OPGAVEN:
**a)** Geef letterlijk het deel van het debatfragment weer dat opent met de woorden "De heer Middel" en sluit met "met niet sociaal kunnen functioneren.".
**b)** Geef alstublieft bij elke bewering aan of die overeenkomt met het debatfragment, met ja of nee en de beslissende woorden uit het debatfragment letterlijk geciteerd. (i) De heer Blok vervult een rol in een wijk in Den Haag. (ii) De heer Middel stelt dat sociale uitsluiting losstaat van financiële armoede. (iii) De heer Blok zegt de problemen waarop de heer Middel doelt niet te zien.

DEBATFRAGMENT:
○ ○ ○ ○ ○ ○ ○

Ik hoor graag dat u de stelling onderbouwt dat sociale uitsluiting niets te maken heeft met financiële armoede.

De heer Blok (VVD):

Wij bieden in Nederland gelukkig via de bijstand en de uitkeringen een zodanig minimum aan, dat mensen in hun levensbehoefte kunnen voorzien.

De heer Middel (PvdA):

Dat klopt als het gaat om het kopen van brood. U spreekt echter over sociale uitsluiting, dus over niet sociaal kunnen functioneren. Sociaal functioneren betekent bijvoorbeeld dat je je kinderen laat meedoen aan de dingen die voor mensen zoals u en ik normaal zijn, maar die sommigen zich niet kunnen permitteren. Dit heeft alles te maken met financiële armoede, zoals uit elk onderzoek blijkt. Het blijkt ook als je je ogen opendoet in de wijken die ik vanmorgen genoemd heb. Een aantal van ons is adoptievader of -moeder van zo'n wijk. Ik beveel u aan om ook zo'n volksbuurt te adopteren. Je ziet daar wel degelijk dat een laag inkomen, gebrek aan financiële middelen, alles te maken heeft met niet sociaal kunnen functioneren.

De heer Blok (VVD):

Dat adoptiekamerlidmaatschap kan ik iedereen aanbevelen. Mijn eerste optreden in een krant was een schets van de rol die ik op dit gebied vervul in een wijk in Den Haag. Ik zie in de praktijk inderdaad de problemen waarop u doelt. Ik maak echter nogmaals nadrukkelijk onderscheid tussen de financiële problemen die je niet aan de overheid kunt wijten, en de problemen die u schetste en waarvoor wij een grote rol zien weggelegd in de maatschappelijke opvang. Dat is geen kwestie van ontkennen, maar van op een andere manier benoemen van die problemen dan steeds terug te komen op het niveau van de uitkeringen.

○ ○ ○ ○ ○ ○ ○

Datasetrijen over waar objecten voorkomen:
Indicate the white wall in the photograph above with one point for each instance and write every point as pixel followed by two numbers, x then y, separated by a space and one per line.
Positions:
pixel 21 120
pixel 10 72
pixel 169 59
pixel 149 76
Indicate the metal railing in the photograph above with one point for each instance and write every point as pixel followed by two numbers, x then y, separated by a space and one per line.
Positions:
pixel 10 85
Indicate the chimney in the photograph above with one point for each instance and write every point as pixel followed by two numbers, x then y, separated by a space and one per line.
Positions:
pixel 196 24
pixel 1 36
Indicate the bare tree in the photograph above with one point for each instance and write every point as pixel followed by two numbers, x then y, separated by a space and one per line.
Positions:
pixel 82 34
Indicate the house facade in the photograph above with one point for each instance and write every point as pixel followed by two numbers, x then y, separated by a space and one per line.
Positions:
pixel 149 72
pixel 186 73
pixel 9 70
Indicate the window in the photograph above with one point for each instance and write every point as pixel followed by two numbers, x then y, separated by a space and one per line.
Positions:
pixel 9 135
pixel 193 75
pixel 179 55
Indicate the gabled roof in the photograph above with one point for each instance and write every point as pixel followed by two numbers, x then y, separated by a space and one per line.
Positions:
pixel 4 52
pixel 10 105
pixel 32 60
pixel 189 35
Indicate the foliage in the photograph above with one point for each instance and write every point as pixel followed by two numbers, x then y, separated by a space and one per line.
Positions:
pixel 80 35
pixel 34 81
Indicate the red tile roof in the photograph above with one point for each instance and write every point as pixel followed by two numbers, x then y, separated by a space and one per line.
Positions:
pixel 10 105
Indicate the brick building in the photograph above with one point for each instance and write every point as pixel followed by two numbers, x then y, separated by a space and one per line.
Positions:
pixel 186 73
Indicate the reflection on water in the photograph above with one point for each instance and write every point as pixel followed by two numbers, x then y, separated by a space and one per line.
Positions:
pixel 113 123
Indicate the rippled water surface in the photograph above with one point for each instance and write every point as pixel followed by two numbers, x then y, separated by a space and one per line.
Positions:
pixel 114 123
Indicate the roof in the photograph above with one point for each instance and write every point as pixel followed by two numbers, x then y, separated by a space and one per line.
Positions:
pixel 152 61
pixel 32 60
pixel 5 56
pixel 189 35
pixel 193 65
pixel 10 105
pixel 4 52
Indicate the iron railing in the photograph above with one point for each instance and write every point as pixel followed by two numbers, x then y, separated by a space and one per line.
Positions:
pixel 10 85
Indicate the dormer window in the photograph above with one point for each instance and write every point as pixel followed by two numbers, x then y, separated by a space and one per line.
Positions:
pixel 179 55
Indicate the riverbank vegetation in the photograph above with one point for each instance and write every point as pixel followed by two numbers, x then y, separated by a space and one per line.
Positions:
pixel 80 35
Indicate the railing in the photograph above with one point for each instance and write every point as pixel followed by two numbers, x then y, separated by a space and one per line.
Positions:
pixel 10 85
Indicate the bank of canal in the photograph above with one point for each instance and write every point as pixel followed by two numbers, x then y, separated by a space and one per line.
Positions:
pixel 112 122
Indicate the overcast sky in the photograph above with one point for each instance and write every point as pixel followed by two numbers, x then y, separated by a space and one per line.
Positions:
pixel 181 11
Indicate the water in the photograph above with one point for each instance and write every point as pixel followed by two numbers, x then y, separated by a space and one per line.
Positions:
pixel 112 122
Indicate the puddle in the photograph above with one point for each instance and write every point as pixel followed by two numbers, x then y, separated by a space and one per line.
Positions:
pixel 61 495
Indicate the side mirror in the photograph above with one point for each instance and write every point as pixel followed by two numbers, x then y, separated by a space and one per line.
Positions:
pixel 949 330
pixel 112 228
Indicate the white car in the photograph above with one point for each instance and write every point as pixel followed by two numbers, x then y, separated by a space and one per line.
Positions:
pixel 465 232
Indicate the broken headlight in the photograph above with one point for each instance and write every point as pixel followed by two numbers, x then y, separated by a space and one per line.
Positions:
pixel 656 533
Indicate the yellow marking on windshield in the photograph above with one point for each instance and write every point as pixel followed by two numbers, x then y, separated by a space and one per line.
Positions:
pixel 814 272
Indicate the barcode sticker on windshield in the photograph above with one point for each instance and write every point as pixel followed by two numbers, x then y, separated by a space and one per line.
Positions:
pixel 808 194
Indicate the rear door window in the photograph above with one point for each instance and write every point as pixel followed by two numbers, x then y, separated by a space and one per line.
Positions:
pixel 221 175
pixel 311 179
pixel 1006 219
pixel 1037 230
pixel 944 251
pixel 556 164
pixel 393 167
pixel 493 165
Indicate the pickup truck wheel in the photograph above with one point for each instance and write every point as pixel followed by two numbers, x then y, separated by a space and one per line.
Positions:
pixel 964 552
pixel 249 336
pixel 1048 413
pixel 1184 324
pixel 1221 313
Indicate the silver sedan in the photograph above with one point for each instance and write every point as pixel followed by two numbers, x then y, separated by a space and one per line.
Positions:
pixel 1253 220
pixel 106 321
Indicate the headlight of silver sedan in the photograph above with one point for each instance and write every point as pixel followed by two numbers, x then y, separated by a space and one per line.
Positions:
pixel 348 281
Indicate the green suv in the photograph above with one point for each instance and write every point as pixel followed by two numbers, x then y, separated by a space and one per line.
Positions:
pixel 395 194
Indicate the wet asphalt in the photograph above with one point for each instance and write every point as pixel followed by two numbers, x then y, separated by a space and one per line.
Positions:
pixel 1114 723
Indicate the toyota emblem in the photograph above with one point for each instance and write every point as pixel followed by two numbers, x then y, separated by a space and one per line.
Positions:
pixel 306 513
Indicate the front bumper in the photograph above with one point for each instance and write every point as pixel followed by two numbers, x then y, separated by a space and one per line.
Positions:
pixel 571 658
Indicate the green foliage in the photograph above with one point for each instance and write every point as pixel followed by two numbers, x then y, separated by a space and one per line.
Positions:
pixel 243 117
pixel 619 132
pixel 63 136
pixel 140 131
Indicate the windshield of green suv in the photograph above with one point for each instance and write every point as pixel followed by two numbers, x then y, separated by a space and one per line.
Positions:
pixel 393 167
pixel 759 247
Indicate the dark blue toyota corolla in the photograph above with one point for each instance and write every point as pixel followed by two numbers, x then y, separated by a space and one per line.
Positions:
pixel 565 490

○ ○ ○ ○ ○ ○ ○

ANTWOORDEN:
**a)**
De heer Middel (PvdA):

Dat klopt als het gaat om het kopen van brood. U spreekt echter over sociale uitsluiting, dus over niet sociaal kunnen functioneren. Sociaal functioneren betekent bijvoorbeeld dat je je kinderen laat meedoen aan de dingen die voor mensen zoals u en ik normaal zijn, maar die sommigen zich niet kunnen permitteren. Dit heeft alles te maken met financiële armoede, zoals uit elk onderzoek blijkt. Het blijkt ook als je je ogen opendoet in de wijken die ik vanmorgen genoemd heb. Een aantal van ons is adoptievader of -moeder van zo'n wijk. Ik beveel u aan om ook zo'n volksbuurt te adopteren. Je ziet daar wel degelijk dat een laag inkomen, gebrek aan financiële middelen, alles te maken heeft met niet sociaal kunnen functioneren.

**b)**
(i) Ja: "een schets van de rol die ik op dit gebied vervul in een wijk in Den Haag"
(ii) Nee: "Dit heeft alles te maken met financiële armoede"
(iii) Nee: "Ik zie in de praktijk inderdaad de problemen waarop u doelt."